> **Work instructions**: Render every line of the records below as a JSON list of strings, one string per line, with blank lines omitted. Leave the pictures out of the answer.

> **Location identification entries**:

## start

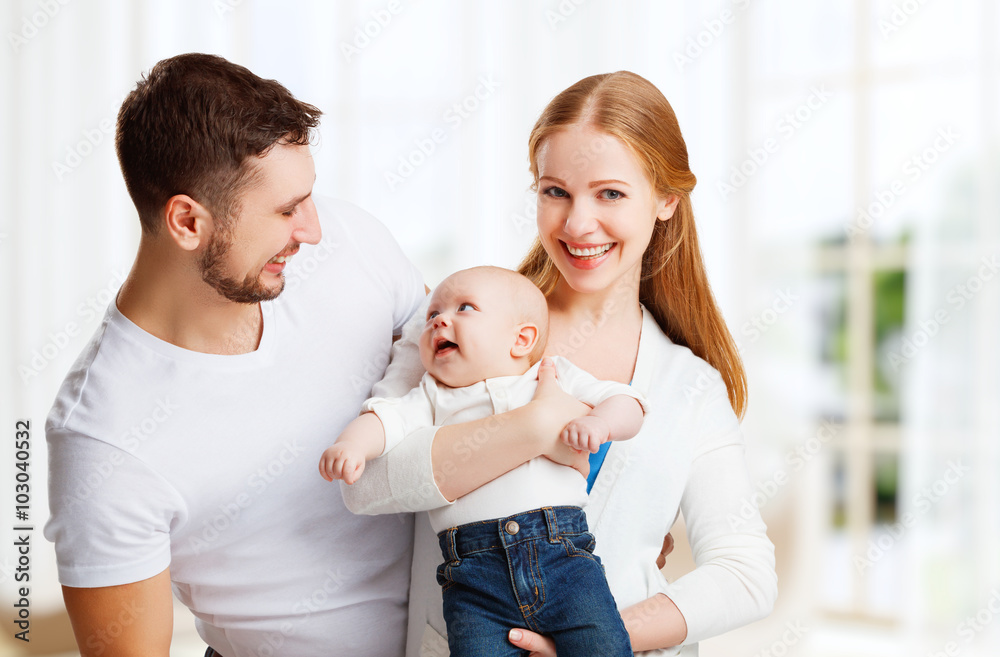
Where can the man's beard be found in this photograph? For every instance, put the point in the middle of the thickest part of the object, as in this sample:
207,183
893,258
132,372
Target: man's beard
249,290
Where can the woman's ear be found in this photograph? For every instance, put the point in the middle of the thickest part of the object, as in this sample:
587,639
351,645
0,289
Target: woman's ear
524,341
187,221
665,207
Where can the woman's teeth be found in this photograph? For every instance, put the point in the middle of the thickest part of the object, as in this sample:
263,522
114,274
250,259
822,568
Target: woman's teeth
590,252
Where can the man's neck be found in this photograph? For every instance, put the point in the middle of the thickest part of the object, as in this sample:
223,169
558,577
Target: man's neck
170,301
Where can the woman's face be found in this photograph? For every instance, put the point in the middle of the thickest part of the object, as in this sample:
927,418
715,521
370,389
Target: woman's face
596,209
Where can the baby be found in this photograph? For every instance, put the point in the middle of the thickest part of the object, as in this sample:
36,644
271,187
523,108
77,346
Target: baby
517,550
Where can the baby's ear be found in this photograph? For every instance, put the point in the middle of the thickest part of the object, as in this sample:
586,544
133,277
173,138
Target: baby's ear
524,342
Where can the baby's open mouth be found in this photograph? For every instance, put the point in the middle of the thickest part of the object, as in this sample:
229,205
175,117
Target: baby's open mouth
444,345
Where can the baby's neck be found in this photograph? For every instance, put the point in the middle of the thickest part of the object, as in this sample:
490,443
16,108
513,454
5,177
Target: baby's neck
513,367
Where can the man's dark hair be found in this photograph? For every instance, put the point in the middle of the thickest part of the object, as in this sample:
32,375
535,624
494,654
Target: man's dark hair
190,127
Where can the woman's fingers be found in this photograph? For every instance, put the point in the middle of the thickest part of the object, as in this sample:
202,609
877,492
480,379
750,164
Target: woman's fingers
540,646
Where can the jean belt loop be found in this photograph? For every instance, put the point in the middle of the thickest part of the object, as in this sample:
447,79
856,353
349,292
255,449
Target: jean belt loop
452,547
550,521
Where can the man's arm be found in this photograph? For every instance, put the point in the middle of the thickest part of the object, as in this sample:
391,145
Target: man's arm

## end

> **Worked answer**:
[
  "Where can the man's beard be found in this photograph? For every instance, put the point in the middle of the thickest part of the object, as in this sample:",
  "207,183",
  "893,258",
  "132,372",
  "Target: man's beard",
  "249,290",
  "Where can the woman's ear be found in this photograph? For every instance, put the point in the middle of the thickest part of the object, as in this sample:",
  "587,639",
  "351,645",
  "0,289",
  "Target: woman's ear",
  "524,341",
  "187,221",
  "665,207",
  "Where can the woman's teeth be found in this photograph? For every instance, put the point in the middle of the thickest part of the object, as in this sample:",
  "263,522",
  "114,274",
  "250,259",
  "822,568",
  "Target: woman's teeth",
  "590,252",
  "Where can the man's neck be found in this photograph? For every instance, put the point in the middle of the thickest part of the object, as in this sample:",
  "223,169",
  "558,577",
  "Target: man's neck",
  "170,301",
  "Where can the woman's face be found in this photograph? For every instance, put the point in the middle of the thickest part of the object, as in this sample:",
  "927,418",
  "715,521",
  "370,389",
  "Target: woman's face",
  "596,209",
  "Where can the baby be found in this photograph? For every instance, put the point in the middle of the thickest part of the object, as in this sample:",
  "36,644",
  "271,187",
  "523,108",
  "77,346",
  "Target: baby",
  "517,550",
  "Where can the baby's ear be found in this photograph? For every instance, put the point in the middle of the thickest part of the object, as in this sample:",
  "586,544",
  "133,277",
  "173,138",
  "Target: baby's ear",
  "524,342",
  "Where can the baby's open mouth be found in this photograph? For every instance, put the point in the middle of the thickest part of the object, as in this sample:",
  "229,205",
  "175,117",
  "Target: baby's open mouth",
  "444,345",
  "Where can the baby's neck be found in this photograph? For every instance, put the point in the middle of the thickest part of the object, as in this sample:",
  "490,443",
  "16,108",
  "513,454",
  "5,177",
  "Target: baby's neck",
  "513,367",
  "Where can the man's dark hair be found in this photograph? For every instance, put the point in the middle of the thickest part of the object, as in this sample:",
  "32,375",
  "535,624",
  "494,654",
  "Target: man's dark hair",
  "190,127",
  "Where can the woman's fingers be found in this photograph? For every instance, put the point in the middle of the thickest part of the object, as in this sample:",
  "202,609",
  "877,492",
  "480,379",
  "750,164",
  "Target: woman's fingers",
  "540,646",
  "Where can the jean belt loop be found in this photograph? For every instance, put the point in the middle of the thickest part of the object, as in this sample:",
  "447,79",
  "856,353",
  "349,292",
  "255,449",
  "Target: jean belt loop",
  "452,547",
  "550,521",
  "Where can the man's arm be found in this photograph? For every instance, put the point in the middle of the thickest part of the object, as in this sample:",
  "391,145",
  "Target: man's arm"
]